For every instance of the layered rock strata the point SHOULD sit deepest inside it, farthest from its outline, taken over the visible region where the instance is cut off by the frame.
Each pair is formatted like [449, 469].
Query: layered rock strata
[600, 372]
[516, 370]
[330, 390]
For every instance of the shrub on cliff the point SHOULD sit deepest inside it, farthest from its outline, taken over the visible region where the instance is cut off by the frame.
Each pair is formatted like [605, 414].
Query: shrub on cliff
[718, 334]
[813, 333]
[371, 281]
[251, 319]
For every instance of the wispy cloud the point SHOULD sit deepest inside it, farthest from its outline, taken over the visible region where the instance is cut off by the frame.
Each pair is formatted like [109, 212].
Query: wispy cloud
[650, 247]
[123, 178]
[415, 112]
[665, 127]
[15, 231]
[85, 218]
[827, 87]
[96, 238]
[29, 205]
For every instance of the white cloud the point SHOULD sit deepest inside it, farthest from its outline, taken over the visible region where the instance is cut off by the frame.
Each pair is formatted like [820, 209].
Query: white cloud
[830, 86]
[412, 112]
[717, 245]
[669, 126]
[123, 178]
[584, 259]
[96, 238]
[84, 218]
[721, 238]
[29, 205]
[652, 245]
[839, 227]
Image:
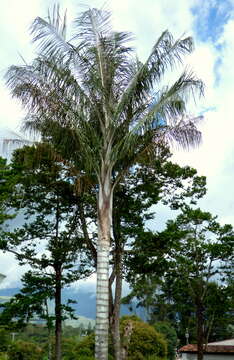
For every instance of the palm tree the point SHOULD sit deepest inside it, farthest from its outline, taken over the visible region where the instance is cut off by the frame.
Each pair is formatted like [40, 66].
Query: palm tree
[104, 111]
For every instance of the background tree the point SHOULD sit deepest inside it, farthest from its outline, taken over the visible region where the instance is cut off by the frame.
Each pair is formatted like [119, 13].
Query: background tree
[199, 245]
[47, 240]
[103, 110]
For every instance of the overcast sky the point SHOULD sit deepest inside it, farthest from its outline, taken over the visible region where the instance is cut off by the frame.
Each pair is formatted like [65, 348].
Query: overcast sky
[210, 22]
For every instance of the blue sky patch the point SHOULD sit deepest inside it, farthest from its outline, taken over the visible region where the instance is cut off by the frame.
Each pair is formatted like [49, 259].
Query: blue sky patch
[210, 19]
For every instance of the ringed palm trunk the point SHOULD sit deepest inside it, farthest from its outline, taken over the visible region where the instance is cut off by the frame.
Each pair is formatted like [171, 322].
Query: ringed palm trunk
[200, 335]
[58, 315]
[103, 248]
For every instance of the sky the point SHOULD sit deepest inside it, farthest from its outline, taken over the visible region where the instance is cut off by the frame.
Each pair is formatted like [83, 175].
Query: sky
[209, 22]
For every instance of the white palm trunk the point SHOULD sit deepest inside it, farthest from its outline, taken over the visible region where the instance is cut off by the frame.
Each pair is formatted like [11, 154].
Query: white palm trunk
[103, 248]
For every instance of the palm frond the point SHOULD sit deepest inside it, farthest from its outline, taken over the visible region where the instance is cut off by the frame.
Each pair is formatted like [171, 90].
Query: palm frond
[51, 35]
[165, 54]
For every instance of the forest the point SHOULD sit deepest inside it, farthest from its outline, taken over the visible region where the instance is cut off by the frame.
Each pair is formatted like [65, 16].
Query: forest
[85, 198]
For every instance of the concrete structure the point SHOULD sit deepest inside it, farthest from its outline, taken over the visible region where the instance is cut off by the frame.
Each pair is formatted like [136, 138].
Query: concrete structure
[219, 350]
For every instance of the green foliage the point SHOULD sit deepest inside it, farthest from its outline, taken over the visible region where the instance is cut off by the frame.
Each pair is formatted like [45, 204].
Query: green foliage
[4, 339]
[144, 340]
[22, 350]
* * *
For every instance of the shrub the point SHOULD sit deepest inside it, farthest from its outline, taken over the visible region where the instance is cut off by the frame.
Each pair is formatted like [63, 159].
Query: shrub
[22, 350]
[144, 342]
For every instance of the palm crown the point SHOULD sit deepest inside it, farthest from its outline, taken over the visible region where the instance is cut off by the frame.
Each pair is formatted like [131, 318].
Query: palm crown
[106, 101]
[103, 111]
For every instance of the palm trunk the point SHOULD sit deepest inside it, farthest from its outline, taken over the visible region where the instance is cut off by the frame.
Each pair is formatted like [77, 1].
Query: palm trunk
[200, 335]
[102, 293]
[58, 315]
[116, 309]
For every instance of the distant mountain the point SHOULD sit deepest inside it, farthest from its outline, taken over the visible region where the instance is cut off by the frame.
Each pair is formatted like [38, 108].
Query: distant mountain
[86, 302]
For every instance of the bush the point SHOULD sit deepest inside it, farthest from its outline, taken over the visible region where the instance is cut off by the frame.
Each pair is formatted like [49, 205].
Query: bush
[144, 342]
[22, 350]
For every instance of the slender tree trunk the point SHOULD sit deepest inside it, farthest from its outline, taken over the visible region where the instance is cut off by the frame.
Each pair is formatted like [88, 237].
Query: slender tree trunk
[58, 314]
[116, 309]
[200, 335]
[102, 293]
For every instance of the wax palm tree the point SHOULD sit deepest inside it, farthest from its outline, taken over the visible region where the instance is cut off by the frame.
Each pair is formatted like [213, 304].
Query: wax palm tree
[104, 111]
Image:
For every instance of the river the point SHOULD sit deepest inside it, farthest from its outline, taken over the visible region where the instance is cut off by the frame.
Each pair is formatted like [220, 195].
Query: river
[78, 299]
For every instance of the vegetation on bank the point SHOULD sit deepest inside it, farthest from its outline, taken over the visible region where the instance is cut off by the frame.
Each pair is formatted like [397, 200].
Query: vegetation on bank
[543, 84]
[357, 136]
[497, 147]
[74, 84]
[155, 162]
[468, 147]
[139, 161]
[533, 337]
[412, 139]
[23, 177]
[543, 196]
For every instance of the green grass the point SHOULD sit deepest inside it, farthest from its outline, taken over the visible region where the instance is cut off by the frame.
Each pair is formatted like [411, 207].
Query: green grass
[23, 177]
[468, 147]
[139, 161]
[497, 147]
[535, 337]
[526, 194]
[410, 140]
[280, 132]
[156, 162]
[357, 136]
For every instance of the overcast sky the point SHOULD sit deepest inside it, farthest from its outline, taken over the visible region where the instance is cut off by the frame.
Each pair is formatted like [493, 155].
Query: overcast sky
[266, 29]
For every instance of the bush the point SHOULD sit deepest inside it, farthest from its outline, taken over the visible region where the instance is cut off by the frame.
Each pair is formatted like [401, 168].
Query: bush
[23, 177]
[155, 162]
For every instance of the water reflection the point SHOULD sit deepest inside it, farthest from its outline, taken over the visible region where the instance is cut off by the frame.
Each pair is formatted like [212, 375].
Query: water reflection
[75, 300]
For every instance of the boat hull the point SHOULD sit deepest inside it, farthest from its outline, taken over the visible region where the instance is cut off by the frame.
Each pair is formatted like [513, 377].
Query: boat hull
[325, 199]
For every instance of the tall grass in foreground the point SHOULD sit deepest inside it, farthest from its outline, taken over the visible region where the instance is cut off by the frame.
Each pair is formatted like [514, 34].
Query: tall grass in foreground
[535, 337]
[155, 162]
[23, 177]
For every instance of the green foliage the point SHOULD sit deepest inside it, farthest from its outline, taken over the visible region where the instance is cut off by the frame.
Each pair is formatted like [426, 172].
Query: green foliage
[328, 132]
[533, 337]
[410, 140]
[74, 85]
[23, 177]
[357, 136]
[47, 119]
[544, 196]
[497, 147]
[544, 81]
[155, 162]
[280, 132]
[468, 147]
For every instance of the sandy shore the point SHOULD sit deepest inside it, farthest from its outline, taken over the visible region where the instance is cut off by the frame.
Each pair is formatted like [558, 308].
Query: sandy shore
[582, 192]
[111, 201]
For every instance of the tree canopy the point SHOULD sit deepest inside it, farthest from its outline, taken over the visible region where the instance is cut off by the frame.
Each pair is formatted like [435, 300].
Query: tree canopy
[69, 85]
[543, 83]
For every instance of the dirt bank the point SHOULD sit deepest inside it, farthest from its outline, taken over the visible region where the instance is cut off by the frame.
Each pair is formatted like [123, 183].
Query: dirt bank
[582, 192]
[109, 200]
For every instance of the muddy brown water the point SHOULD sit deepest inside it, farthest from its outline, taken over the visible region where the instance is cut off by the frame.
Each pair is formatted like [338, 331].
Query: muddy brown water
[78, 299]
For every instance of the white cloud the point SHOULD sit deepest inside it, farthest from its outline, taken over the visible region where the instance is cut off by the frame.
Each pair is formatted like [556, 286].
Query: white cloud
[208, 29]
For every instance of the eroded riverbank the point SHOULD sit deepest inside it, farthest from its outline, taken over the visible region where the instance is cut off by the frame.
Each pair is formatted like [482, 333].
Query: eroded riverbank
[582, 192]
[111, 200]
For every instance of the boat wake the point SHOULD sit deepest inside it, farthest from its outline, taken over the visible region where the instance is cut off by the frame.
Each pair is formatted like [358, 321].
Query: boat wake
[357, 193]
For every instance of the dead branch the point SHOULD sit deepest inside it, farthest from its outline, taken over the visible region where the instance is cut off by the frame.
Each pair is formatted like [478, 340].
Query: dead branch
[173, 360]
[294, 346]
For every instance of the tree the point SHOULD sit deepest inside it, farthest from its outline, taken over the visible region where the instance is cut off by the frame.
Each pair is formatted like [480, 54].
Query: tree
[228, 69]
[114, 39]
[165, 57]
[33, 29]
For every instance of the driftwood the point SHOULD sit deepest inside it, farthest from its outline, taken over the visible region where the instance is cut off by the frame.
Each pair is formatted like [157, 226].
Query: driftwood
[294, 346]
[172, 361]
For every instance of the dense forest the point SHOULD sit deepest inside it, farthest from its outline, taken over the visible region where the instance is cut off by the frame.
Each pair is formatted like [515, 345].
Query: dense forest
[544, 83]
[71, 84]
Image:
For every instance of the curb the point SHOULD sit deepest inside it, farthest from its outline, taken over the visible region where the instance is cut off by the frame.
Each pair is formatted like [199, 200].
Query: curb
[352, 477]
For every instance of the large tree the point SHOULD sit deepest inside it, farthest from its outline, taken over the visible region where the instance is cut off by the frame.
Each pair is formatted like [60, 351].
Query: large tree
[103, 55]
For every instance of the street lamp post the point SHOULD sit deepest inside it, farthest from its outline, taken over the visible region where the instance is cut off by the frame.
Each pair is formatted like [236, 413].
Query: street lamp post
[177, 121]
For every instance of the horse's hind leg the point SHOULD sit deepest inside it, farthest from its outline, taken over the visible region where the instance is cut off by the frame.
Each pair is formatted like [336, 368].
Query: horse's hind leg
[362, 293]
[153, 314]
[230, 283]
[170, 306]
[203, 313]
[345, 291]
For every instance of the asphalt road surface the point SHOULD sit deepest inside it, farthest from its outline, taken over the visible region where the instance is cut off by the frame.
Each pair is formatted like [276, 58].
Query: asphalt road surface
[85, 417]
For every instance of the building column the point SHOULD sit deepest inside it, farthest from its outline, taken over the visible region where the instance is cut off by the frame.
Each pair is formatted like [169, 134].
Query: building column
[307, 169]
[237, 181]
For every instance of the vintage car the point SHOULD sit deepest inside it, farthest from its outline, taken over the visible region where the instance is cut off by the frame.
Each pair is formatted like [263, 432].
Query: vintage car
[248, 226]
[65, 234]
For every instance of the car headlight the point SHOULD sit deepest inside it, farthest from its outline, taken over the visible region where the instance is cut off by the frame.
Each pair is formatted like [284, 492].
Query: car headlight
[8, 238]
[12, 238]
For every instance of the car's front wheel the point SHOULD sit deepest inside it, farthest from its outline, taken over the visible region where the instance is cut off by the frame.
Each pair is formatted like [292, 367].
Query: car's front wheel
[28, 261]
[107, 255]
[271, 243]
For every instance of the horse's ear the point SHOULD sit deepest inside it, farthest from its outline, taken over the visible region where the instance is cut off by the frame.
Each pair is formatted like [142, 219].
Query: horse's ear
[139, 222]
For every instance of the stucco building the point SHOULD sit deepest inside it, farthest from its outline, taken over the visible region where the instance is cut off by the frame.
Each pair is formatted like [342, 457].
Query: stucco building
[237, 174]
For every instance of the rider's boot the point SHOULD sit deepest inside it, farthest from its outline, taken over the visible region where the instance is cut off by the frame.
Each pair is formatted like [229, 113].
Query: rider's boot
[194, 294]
* * *
The exercise:
Reproduce verbatim the data above, from the line containing "For every instance of the white palm" up to and including the line containing "Query: white palm trunk", and give nothing else.

Solution for this task:
For every instance of the white palm trunk the point SHOULD sit deepest inside it, farthest from its outline, taken over the visible region where the instance is cut off by the frame.
Each pair is formatted like [11, 154].
Query: white palm trunk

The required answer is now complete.